**PASSAGE**
• • • • • • •
The True Gem of Machu Picchu

I can remember sitting in my primary school class at the age of eight learning all about the Incas. At that age, learning about people in history did not really interest me. My teacher showed us a picture of Machu Picchu and said it was an ancient city hidden in the high mountains of Peru. I didn’t even know where Peru was, but the picture my teacher showed us stuck in my head as I couldn’t believe people lived in these houses in the clouds. Clouds seem so far away and almost heavenly for school children.

The dreamland city seemed almost unrealistic but I was intrigued with my imagination of how people would have lived in the clouds. My childish thoughts vanished when I was in my teens but the image of the ancient city stuck with me. I think anyone’s first sight of Machu Picchu sparks wonder and awe. It stays with you and makes it your dream to visit there even if you don’t know it.

When I was 25 I got to see that ancient city. I have been to many famous places around the world, such as the Colossuem, Petra, the Taj Mahal and the Potala Palace, and I have been able to digest these experiences with ease. Machu Picchu was different. A year later, at the age of 26, I find it hard to assimilate my memory of the Inca city. I still feel like that child in school who could not believe the existence of this heavenly place. Machu Picchu is breath-taking. It is a must for any travel enthusiast.

There are hundreds of readings on the geography, history and the modern tours and travels of Machu Picchu so I will not bore you. However, there is a true gem in Machu Picchu that many travellers overlook despite its dominating position in the ancient city. It is Huayna Picchu – that large mountain peak in the clouds that tower over the ruins.

Traveling to Machu Picchu is very popular. However, recently it has been difficult for travellers as the Peruvian government has restricted daily visitors to the site in order to protect it. Visitors are restricted to 2,500 people per day. Huayna Picchu, which is accessed through Machu Picchu, has also been restricted to 400 people per day, for two reasons – site protection and personal safety. I call it the true gem of Machu Picchu as the Inca’s looked up to this mountain in wonderment and held it in such veneration that they carved replicas of this peak in the stones of the ancient city.
• • • • • • •
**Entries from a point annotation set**
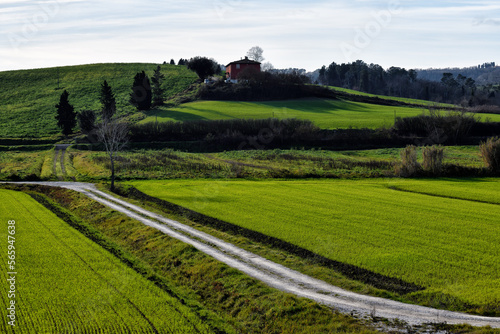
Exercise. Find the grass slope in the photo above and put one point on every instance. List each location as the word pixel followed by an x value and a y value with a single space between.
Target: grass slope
pixel 400 99
pixel 67 283
pixel 327 114
pixel 28 97
pixel 450 246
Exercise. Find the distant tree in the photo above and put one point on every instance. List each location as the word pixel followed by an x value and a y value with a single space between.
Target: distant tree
pixel 255 53
pixel 141 92
pixel 114 136
pixel 203 66
pixel 267 66
pixel 86 120
pixel 108 102
pixel 66 116
pixel 158 91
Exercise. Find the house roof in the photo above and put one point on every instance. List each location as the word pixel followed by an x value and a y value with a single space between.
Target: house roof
pixel 243 61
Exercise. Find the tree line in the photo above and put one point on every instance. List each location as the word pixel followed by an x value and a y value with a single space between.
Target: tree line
pixel 400 82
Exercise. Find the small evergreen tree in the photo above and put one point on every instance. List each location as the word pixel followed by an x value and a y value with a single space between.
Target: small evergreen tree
pixel 86 120
pixel 158 91
pixel 66 116
pixel 203 66
pixel 141 92
pixel 107 99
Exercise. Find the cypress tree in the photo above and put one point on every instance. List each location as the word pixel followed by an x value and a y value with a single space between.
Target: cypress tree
pixel 66 116
pixel 158 91
pixel 141 92
pixel 107 99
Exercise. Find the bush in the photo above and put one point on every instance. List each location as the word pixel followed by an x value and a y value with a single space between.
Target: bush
pixel 439 129
pixel 433 159
pixel 409 165
pixel 490 151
• • • • • • •
**TO-DO LIST**
1: According to the Machu Picchu passage, how many people per day may visit Huayna Picchu?
2: Please recast the paragraph of the Machu Picchu passage that opens "Traveling to Machu Picchu is very popular" as a short bulleted list that keeps its main facts.
3: Pick up the Machu Picchu passage after its final sentence and keep writing it.
The records have no connection to the Machu Picchu passage.

**ANSWER LIST**
1: 400 people per day.

2:
- Travel to Machu Picchu is very popular, but it has recently become harder for travelers.
- To protect the site, the Peruvian government restricts visitors to 2,500 people per day.
- Huayna Picchu, accessed through Machu Picchu, is restricted to 400 people per day for site protection and personal safety.
- The writer calls it the true gem of Machu Picchu because the Incas looked up to the mountain in wonderment and held it in such veneration that they carved replicas of the peak in the stones of the ancient city.

3:
If you have the opportunity to travel to Peru, I urge you to make the most of your visit to Machu Picchu by securing a ticket to Huayna Picchu beforehand. An information page explaining how to obtain tickets to the world heritage sites has recently been published on the BBC travel website. My advice is to book very early. Huayna Picchu is a steep mountain. It is exciting for the avid trekker, that I am, but it is a mountain that anyone can climb as most of it involves walking up carved stones that resemble stairs. One part is nick-named the ‘stairs of death’, but taking it one step at a time it is trouble-free. Reaching the top of the worshipped Inca mountain is an amazing experience. To make the most of a trip to Macchu Picchu, Huayna Picchu should be included. You can see how exhilarating it is in the video below.

Some tips for Machu Picchu and Huayna Picchu:

  • Peru is known for its extraordinary mountains. It is much more fulfilling to arrive at Machu Picchu after trekking on the Inca Trail or other walks such as though the Lares Valley.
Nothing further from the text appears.